- Given task A: Please transcribe the piece on measuring performance, beginning at the words "Stanberry brings up" and stopping after the words "to key metrics.".
— begin Extract to read —
This month’s cover story by Gary Stansberry brings up some important points about measuring performance in a variety of areas. If you can measure it, you can improve it. Stansberry aims the story at independent equipment rental companies and how they need to improve various aspects of performance in order to compete against larger, better-funded national players, but the article is of benefit for companies of all sizes that are looking for ways to improve.
Stanberry brings up Billy Beane’s terrific keynote address at the American Rental Association’s February convention. Beane’s story is fairly well chronicled in the book Moneyball by Michael Lewis and the movie with Brad Pitt, and if you haven’t either read the book or seen the movie, I highly recommend both, and you don’t necessarily have to be a big baseball fan to enjoy them and learn the lessons he talks about. In case you are unfamiliar, in a nutshell, Beane talks about keeping the Oakland A’s, a relatively small-market team, competitive with the likes of high payroll teams such as the New York Yankees and Boston Red Sox by taking advantage of unvalued assets and paying attention to key metrics.
One of the companies that effectively measures its performance is United Rentals. I’m sure some will think it’s easy for them to do it, they’ve got money and a big staff, but some of the things United tracks are fairly basic and don’t require a lot of staff. One of the measurements that seems obvious to me is tracking delivery. I remember one of my first visits to a rental company. The owner of that company told me how many customers it had gotten because competitors were continually late on delivery of equipment. New to the industry, I thought “how can you be regularly late on equipment delivery” something so obviously basic and essential?
— end Extract to read —
— begin The records —
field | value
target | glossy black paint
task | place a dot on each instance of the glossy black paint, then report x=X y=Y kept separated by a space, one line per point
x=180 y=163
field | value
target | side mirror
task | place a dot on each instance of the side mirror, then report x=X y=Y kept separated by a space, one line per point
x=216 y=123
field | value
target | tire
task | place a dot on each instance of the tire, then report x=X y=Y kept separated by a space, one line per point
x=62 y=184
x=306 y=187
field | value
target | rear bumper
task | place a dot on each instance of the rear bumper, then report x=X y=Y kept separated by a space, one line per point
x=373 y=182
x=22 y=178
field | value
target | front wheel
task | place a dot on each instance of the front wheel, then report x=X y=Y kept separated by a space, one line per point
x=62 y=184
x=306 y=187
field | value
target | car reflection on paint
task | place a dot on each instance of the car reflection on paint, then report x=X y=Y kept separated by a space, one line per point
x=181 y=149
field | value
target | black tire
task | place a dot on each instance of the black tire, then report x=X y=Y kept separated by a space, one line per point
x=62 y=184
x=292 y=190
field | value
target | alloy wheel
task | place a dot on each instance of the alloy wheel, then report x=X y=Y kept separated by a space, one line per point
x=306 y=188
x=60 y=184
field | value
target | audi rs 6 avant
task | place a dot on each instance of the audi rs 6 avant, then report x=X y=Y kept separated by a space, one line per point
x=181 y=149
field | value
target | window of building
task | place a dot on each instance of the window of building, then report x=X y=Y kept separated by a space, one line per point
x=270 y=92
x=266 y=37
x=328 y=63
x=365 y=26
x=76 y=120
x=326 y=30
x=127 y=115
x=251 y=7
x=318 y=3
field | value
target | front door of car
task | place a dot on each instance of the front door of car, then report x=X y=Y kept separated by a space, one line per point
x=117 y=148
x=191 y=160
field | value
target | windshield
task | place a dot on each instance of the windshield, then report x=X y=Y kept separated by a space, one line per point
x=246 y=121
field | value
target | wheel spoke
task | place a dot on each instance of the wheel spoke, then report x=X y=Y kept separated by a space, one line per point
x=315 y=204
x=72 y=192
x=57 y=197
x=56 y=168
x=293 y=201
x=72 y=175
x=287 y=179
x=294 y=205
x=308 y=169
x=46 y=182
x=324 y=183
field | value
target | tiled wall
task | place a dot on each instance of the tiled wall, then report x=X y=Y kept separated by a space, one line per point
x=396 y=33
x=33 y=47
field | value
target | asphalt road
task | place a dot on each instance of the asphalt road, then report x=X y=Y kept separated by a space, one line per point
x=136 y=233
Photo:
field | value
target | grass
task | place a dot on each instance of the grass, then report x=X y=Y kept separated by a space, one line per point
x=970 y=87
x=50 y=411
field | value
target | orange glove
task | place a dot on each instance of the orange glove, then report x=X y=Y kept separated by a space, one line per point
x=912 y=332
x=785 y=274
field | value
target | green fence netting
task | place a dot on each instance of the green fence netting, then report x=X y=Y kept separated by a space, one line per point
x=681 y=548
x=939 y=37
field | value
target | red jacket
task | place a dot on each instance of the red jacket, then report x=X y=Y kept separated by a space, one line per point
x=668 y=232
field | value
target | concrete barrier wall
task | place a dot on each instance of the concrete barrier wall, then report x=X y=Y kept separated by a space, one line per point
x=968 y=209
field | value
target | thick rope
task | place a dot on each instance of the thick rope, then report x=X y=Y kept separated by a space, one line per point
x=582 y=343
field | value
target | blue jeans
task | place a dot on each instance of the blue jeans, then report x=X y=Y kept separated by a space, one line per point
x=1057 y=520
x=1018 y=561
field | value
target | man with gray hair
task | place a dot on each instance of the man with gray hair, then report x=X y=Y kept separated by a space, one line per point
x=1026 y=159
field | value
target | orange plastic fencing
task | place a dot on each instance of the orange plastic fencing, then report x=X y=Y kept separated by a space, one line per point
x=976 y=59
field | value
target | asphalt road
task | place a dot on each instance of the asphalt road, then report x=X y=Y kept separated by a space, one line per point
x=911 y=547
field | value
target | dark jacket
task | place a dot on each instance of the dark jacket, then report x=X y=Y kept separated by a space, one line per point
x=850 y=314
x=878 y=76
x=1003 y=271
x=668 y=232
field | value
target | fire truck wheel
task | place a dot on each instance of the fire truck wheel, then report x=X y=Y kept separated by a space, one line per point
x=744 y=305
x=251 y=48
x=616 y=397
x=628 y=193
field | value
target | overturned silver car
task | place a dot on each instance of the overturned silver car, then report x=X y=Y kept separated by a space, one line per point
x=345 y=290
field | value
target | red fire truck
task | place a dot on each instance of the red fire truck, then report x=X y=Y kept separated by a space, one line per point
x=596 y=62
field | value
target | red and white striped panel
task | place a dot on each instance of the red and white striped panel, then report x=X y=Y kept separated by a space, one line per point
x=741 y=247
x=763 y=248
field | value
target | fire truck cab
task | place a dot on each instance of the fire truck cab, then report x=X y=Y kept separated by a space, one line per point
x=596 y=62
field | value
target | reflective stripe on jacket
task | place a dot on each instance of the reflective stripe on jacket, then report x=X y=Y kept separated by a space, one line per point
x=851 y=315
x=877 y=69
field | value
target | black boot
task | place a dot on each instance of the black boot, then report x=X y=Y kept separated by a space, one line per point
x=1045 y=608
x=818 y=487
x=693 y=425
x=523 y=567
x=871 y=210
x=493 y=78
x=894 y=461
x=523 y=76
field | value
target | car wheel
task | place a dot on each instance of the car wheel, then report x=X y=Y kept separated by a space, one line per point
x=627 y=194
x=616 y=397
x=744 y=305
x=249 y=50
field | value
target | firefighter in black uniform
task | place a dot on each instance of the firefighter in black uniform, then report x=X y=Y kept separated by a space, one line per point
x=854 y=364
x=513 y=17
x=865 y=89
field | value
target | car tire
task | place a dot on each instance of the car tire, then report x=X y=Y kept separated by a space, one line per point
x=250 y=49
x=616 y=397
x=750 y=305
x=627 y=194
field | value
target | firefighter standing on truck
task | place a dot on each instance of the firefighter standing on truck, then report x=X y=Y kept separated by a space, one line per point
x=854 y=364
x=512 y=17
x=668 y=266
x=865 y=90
— end The records —
- Given task B: Restate the records word for word, starting with their first line and stopping after the line that contains "x=180 y=163", with both of those lines included.

- Task response A:
Stanberry brings up Billy Beane’s terrific keynote address at the American Rental Association’s February convention. Beane’s story is fairly well chronicled in the book Moneyball by Michael Lewis and the movie with Brad Pitt, and if you haven’t either read the book or seen the movie, I highly recommend both, and you don’t necessarily have to be a big baseball fan to enjoy them and learn the lessons he talks about. In case you are unfamiliar, in a nutshell, Beane talks about keeping the Oakland A’s, a relatively small-market team, competitive with the likes of high payroll teams such as the New York Yankees and Boston Red Sox by taking advantage of unvalued assets and paying attention to key metrics.

- Task response B:
field | value
target | glossy black paint
task | place a dot on each instance of the glossy black paint, then report x=X y=Y kept separated by a space, one line per point
x=180 y=163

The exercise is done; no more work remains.